Staartje 2 – ca. 30 jaar later
Op 1 september 2018 hebben we een prettige samenkomst beleefd tijdens onze fietstocht door Nederland waarmee we het einde van ons Oase-werk gemarkeerd hebben. Het voelde zeer passend om op deze fietstocht als eerste Heemtuin Muntendam te bezoeken waar het ooit voor ons allemaal begonnen was.
In de zomer van 2021 zijn we vanuit ons tijdelijke verblijf in Warffum (waar we op een huis met een prachtige tuin, katten en kippen pasten, met de trein en fiets naar Muntendam gegaan. We hebben dit keer eens echt heel uitgebreid te tijd genomen om de Heemtuin in alle hoeken en gaten te verkennen. Leuk dat we daarbij – ongepland – ook Klaas Steenbergen nog even ontmoet hebben!

OPDRACHT:
Geef bij elke bewering aan of die klopt met het gegeven fragment. Antwoord steeds met ja of nee en citeer de woorden uit het fragment die de doorslag geven.
1. De fietstocht door Nederland markeerde het einde van het Oase-werk.
2. In Warffum pasten de schrijvers op een huis met een tuin, katten en kippen.
3. De ontmoeting met Klaas Steenbergen was van tevoren gepland.
Het materiaal hieronder staat los van het gegeven fragment.

OEFENMATERIAAL:
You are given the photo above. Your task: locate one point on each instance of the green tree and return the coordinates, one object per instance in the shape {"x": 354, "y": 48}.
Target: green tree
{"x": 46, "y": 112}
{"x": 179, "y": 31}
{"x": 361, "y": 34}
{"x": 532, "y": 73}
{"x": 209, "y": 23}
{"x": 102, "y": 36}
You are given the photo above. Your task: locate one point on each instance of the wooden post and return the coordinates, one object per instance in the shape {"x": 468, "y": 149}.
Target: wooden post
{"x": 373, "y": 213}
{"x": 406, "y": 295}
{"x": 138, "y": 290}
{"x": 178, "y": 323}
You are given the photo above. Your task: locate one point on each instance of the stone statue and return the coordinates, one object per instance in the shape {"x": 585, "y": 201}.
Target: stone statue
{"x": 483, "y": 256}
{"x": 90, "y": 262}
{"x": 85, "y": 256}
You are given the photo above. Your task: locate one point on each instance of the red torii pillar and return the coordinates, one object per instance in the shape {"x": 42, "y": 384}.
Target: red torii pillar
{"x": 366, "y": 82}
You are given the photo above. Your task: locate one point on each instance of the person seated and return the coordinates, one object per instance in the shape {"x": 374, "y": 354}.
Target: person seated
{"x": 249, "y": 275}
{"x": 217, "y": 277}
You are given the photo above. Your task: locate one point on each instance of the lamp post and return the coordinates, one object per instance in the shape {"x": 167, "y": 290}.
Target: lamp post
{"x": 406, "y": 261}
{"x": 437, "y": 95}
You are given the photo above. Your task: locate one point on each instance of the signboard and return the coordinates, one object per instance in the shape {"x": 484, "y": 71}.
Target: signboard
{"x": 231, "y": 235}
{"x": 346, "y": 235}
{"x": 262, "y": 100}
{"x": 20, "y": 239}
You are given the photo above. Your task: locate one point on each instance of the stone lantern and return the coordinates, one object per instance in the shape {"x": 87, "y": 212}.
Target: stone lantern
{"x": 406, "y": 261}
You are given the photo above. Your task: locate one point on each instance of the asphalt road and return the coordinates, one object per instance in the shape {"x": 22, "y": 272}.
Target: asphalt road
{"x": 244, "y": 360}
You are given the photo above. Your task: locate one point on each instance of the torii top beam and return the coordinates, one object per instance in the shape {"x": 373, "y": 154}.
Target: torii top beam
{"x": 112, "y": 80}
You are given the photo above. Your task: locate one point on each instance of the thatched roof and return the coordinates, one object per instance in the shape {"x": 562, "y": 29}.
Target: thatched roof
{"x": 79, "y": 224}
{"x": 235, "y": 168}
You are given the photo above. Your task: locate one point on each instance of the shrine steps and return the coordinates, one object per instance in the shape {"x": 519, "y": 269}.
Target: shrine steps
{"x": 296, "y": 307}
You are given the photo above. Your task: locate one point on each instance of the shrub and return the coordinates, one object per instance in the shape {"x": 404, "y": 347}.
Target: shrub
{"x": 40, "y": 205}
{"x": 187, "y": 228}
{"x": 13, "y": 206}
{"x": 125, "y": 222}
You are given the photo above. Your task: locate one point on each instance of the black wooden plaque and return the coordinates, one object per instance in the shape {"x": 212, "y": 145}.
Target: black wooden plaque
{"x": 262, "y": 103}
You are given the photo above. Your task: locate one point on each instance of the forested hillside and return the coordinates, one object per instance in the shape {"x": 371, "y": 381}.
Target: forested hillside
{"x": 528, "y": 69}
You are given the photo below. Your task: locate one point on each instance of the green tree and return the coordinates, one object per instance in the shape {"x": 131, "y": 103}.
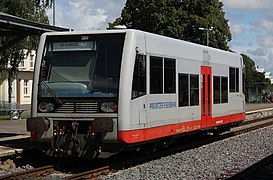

UITGEWERKTE OPLOSSING:
1. Ja: "waarmee we het einde van ons Oase-werk gemarkeerd hebben"
2. Ja: "waar we op een huis met een prachtige tuin, katten en kippen pasten"
3. Nee: "ongepland"